Start of Data shown

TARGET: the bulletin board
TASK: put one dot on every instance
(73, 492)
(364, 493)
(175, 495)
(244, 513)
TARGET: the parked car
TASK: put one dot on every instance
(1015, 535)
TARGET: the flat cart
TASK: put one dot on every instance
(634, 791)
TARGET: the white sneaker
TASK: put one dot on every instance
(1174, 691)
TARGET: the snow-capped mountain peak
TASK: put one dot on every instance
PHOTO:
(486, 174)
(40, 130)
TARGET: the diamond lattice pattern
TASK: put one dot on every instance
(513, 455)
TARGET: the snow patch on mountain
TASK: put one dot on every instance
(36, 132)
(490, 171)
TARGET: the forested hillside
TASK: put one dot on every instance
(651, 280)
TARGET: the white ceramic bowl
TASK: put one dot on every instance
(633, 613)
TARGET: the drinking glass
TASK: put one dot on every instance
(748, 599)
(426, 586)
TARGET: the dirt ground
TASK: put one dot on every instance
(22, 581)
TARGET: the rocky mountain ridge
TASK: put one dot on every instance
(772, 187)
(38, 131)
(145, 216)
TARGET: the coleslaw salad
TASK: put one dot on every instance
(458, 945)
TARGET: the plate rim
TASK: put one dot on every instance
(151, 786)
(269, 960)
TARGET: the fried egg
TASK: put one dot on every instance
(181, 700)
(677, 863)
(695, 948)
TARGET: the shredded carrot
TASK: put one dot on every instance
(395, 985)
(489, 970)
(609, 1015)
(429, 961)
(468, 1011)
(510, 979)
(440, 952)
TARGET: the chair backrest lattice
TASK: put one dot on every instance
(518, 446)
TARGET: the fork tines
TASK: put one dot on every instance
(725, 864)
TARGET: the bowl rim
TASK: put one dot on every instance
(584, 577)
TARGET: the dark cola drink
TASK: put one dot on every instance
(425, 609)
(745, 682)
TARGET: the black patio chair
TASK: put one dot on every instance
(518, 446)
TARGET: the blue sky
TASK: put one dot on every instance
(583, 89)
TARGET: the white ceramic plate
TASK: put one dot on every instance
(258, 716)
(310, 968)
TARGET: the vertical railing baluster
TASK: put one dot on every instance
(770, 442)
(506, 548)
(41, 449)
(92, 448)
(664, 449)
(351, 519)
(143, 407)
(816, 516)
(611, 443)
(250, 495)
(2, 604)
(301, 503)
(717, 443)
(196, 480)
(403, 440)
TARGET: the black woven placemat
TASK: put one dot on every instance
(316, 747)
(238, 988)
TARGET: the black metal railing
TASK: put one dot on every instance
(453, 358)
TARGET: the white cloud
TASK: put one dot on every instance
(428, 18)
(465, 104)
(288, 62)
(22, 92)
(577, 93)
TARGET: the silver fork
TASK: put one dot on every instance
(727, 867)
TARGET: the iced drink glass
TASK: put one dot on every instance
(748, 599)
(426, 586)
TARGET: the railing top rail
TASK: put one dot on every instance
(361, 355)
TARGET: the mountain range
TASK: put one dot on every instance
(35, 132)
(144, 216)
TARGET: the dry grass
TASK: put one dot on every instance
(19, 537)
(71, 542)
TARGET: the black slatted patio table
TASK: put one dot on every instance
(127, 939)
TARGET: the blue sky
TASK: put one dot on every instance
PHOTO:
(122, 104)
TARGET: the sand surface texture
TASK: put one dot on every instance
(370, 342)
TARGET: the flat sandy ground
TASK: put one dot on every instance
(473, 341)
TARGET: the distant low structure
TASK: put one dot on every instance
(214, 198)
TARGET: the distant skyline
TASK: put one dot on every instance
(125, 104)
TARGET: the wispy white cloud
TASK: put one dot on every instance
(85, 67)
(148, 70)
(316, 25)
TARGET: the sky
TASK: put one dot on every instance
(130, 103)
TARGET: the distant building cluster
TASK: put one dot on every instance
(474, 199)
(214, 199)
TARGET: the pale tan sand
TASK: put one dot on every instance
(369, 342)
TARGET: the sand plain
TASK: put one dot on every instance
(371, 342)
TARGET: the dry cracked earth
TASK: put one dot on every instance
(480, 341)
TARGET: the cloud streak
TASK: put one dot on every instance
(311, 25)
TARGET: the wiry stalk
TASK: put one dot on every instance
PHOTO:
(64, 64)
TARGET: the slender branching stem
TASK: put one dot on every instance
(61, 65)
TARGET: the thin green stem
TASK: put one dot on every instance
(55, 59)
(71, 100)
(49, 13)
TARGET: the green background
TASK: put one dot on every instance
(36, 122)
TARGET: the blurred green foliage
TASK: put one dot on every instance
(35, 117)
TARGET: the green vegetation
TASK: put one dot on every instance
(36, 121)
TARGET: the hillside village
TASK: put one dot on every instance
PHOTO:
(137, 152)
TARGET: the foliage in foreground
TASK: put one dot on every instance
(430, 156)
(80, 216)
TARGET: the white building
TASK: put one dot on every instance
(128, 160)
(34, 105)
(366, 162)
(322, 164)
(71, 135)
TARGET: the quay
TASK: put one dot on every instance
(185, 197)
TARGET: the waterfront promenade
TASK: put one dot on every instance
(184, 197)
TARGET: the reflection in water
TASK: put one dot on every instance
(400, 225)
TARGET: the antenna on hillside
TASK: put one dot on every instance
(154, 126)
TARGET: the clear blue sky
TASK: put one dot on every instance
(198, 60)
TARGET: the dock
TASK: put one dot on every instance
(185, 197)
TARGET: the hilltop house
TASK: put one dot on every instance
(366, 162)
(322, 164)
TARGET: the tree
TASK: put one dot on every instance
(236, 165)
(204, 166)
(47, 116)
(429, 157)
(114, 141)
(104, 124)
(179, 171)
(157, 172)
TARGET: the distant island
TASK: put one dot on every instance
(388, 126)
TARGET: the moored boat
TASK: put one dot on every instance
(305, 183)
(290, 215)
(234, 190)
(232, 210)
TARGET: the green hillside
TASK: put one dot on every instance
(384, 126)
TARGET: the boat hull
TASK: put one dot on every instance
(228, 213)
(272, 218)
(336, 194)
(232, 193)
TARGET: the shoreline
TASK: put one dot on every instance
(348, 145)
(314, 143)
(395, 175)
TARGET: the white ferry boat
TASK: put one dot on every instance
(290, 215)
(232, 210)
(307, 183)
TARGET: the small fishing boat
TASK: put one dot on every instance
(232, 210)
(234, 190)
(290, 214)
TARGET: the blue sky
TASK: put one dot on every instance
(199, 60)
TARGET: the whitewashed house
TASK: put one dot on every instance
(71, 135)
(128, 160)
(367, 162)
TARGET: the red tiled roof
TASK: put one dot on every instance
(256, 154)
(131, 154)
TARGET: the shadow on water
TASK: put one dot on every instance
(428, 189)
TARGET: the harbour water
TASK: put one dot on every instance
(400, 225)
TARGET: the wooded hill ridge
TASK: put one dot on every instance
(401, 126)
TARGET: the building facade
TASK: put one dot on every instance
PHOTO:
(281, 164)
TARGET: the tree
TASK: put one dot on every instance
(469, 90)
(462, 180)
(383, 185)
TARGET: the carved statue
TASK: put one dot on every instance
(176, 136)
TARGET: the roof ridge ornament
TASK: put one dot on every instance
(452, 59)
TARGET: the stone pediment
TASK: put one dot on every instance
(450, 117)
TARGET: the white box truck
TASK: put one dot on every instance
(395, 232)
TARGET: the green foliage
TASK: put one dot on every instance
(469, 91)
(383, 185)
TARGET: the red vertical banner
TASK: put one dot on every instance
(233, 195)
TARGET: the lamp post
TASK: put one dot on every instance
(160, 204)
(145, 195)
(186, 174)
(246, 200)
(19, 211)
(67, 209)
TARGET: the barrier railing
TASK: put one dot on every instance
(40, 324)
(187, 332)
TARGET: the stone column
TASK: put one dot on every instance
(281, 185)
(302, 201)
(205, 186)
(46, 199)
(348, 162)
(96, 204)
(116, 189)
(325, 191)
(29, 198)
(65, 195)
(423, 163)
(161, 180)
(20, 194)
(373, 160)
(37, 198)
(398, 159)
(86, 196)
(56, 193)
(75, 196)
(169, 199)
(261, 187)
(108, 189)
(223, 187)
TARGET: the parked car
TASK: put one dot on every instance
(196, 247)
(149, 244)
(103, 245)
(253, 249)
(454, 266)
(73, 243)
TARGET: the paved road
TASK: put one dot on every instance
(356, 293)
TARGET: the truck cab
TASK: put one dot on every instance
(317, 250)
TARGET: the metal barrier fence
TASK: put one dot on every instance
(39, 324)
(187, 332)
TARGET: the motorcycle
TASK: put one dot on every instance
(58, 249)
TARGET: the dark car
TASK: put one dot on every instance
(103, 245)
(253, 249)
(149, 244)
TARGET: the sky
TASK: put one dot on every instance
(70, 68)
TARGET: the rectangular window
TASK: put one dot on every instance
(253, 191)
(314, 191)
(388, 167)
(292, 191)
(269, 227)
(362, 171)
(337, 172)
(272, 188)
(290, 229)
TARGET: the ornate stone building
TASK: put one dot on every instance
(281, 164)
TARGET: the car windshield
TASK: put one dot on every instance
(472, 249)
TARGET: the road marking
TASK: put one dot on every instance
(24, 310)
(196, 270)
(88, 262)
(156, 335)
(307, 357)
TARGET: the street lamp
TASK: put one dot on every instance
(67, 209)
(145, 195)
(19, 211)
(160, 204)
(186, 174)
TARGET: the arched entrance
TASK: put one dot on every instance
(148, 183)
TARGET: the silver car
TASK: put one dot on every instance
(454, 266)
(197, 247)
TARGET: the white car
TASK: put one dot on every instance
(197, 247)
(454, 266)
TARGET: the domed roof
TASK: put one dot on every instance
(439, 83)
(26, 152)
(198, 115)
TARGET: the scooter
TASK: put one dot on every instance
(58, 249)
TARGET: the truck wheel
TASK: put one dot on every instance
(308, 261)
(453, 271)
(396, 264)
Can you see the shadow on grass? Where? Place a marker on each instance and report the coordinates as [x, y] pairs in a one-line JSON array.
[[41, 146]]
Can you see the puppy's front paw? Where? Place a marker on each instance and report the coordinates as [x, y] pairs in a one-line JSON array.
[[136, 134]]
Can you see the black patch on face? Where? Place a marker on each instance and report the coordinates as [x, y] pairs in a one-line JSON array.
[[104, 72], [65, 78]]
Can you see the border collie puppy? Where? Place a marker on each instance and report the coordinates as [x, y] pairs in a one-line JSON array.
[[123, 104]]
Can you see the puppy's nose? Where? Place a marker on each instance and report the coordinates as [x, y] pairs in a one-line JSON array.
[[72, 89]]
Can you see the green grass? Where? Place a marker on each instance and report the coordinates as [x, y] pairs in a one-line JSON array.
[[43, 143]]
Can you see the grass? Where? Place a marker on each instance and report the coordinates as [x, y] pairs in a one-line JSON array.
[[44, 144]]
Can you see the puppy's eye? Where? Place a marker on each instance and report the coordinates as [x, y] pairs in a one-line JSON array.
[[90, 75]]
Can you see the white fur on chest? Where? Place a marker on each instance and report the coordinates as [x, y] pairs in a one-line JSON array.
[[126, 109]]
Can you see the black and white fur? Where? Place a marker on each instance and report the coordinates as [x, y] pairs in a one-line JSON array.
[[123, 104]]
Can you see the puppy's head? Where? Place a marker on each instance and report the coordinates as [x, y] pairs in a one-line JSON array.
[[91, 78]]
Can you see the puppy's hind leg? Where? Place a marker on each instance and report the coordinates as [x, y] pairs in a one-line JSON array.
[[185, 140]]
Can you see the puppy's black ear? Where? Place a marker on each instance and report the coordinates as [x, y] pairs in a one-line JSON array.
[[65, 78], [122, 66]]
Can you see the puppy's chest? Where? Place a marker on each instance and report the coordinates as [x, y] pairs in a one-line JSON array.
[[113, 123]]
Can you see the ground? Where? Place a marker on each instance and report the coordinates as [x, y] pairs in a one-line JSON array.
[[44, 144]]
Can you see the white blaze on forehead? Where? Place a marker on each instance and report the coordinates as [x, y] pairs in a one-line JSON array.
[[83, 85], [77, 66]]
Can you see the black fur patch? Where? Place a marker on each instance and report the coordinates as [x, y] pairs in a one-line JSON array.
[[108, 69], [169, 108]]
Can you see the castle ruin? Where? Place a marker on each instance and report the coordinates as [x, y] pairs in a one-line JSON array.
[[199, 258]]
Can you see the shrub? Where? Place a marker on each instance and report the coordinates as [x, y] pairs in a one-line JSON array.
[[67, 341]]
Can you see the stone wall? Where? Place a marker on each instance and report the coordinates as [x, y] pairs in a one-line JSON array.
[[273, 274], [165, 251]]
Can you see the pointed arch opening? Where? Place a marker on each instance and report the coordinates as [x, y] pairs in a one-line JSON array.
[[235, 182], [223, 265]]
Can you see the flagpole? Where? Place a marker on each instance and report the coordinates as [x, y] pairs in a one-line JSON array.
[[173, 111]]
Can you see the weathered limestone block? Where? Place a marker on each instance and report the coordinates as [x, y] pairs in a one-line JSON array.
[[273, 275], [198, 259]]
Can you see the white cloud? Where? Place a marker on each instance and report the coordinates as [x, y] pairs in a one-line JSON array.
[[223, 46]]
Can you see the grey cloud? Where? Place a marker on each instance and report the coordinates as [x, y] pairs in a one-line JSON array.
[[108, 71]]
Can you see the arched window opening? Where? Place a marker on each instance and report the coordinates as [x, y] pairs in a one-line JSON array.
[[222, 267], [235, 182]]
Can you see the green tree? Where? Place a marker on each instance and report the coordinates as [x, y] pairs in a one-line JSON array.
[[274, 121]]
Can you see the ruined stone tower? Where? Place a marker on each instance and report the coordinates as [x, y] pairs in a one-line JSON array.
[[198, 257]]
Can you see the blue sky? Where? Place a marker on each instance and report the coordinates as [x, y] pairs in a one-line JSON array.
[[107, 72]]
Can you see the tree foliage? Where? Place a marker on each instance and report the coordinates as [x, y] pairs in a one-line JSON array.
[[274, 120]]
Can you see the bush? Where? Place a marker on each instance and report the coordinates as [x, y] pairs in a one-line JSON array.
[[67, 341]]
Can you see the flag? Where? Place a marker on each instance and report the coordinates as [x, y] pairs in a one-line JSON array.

End of Data shown

Work through the data above and give the number of lines in which "lamp" appears; add nothing else.

**Answer below**.
2